A Theology of Race and Place. Andrew Thomas Draper
I am unconvinced by Cone’s assertion, in relation to Bonhoeffer, that anyone can “empathize fully” with the experience of another. I am likewise unconvinced that any person can “fully” understand his or her own experience. While I appreciate the point Cone is making, empathy is ultimately less radical than participation. “Empathy” names a quest to share the feelings of another. “Empathy” alone can be as much an exercise in objectification as antipathy. It does not necessarily cross what Carter terms the “ugly broad ditch” of dialectic; empathy does not exclude the possibility of an “ontology of separateness”; empathy is less radical than mutual participation. Bonhoeffer, who is Cone’s example of one who “fully empathize[d]” with black subjectivity, demonstrates in Creation and Fall that he does not trust even his own conscience.216 In Discipleship, Bonhoeffer flatly declares the quest for relational immediacy to be antithetical to the Gospel.217 If Jesus Christ is the sole mediator, then empathy, in addition to not being “fully” possible, could provide a substitute for the path of the cross, through which one receives the “other” back through the participatory mediation of Christ’s body. Perhaps this “forgetfulness” of self in the knowledge of God is what enabled Bonhoeffer to more adequately respect, learn from, and be immersed in nonwhite theological resources and ecclesial communities. Carter’s theology of “participation” moves the church in this direction. Miscegenation, as understood by Carter, names trading against race and becoming dependent upon the “unlike” other in order to enter divinization. This mulattic participation is to be distinguished from empathy.

▶ _RECORD EXTRACTS_:

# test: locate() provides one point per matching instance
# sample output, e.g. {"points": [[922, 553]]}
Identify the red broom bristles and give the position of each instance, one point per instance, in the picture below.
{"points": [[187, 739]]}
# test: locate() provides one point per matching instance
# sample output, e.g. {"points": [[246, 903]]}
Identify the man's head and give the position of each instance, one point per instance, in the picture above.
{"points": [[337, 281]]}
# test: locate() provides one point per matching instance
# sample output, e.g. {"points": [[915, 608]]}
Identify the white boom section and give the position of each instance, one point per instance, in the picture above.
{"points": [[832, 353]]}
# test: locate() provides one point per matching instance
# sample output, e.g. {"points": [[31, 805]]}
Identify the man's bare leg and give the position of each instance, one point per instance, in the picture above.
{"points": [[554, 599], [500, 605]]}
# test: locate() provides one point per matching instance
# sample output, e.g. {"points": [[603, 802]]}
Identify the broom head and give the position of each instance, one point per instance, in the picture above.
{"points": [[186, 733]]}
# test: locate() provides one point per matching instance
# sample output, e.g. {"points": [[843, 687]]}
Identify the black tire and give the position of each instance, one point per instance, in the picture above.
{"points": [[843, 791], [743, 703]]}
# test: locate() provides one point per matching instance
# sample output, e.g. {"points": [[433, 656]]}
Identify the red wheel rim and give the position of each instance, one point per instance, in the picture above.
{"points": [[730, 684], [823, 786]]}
...
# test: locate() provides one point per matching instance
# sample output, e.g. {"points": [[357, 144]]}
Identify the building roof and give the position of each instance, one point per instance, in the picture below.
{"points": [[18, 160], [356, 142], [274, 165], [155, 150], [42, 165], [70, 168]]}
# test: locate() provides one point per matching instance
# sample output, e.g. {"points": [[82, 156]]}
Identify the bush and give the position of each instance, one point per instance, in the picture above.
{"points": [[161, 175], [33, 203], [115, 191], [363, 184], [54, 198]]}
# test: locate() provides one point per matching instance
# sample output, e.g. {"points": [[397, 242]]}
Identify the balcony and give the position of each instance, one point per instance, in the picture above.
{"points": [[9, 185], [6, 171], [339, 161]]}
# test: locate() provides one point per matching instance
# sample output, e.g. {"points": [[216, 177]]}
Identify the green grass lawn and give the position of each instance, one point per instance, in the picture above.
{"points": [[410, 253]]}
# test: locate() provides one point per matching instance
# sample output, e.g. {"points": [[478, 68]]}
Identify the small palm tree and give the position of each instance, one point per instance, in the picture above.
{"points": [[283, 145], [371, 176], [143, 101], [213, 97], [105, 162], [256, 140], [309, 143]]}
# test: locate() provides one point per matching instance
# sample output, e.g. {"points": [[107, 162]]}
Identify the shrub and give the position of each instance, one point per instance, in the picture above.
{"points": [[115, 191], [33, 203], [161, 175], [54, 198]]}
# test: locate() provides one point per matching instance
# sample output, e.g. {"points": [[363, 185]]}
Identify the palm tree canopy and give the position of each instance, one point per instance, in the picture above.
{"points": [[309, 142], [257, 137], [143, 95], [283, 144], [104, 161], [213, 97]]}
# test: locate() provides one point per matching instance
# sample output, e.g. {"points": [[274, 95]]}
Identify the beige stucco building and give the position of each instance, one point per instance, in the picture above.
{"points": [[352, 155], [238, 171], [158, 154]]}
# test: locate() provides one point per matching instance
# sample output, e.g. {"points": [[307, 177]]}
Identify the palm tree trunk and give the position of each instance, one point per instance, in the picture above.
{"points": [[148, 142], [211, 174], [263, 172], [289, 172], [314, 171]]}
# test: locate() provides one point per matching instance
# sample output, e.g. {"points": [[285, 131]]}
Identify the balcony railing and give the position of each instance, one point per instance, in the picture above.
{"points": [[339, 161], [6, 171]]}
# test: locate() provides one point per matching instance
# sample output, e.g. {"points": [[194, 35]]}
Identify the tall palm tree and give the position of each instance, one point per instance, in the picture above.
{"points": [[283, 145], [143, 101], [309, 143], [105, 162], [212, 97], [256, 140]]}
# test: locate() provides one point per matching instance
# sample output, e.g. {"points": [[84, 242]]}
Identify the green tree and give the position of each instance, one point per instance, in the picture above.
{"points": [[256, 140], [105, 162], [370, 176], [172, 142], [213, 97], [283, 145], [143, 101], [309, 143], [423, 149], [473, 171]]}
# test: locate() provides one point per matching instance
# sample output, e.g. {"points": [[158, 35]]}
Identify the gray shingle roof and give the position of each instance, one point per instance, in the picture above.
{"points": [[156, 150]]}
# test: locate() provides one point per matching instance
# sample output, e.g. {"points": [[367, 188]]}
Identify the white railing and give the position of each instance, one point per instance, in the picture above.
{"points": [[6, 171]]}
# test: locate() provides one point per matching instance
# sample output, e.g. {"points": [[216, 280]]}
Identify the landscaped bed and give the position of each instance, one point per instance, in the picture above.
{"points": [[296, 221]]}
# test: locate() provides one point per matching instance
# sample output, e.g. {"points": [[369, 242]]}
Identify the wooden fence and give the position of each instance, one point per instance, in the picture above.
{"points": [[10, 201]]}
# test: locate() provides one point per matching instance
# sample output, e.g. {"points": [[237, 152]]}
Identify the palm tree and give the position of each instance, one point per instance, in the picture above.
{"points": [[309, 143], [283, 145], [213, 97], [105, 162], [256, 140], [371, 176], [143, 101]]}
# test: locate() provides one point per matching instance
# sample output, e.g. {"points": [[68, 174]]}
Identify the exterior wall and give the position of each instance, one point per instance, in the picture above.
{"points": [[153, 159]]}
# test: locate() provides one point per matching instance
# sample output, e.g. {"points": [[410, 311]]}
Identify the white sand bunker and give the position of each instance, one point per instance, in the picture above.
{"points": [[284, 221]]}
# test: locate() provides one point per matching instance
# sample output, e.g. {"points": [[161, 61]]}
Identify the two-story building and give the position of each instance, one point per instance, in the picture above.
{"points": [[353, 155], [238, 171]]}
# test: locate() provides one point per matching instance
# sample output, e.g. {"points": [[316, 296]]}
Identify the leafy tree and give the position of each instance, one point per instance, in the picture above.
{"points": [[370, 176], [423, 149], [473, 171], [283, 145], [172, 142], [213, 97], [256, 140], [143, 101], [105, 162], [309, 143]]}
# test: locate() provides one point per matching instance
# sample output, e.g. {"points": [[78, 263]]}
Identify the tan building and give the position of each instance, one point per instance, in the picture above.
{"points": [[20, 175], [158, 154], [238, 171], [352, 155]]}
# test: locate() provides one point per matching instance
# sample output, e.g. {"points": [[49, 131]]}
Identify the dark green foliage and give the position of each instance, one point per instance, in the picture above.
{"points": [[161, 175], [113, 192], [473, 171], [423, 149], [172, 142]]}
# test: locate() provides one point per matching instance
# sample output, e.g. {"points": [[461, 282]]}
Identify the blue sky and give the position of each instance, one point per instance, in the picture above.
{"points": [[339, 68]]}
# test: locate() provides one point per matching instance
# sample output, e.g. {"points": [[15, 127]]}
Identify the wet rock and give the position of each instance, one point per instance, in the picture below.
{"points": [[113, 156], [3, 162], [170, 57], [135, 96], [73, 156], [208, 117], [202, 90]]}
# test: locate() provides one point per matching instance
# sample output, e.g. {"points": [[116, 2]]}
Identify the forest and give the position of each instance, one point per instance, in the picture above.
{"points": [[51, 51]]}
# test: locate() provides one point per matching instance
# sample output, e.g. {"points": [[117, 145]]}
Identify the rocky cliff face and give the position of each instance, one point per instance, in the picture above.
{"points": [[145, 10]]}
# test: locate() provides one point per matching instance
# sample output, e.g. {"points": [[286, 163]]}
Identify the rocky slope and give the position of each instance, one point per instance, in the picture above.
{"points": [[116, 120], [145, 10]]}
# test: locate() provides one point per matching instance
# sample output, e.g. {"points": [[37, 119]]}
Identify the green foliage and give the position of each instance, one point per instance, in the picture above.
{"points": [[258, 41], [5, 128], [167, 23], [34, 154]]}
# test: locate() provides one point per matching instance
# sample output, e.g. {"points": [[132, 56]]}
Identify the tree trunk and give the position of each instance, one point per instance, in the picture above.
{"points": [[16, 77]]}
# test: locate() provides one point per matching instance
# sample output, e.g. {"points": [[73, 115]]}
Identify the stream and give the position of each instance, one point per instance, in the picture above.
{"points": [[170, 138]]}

▶ _WHAT YOU NEED TO DO_:
Answer these questions about the excerpt on empathy and participation:
1. What does the word "empathy" name?
2. In which work does Bonhoeffer declare the quest for relational immediacy to be antithetical to the Gospel?
3. As Carter understands it, what does miscegenation name?
The entries have no connection to the excerpt on empathy and participation.

▶ _TASK RESPONSE_:
1. A quest to share the feelings of another.
2. Discipleship.
3. Trading against race and becoming dependent upon the "unlike" other in order to enter divinization.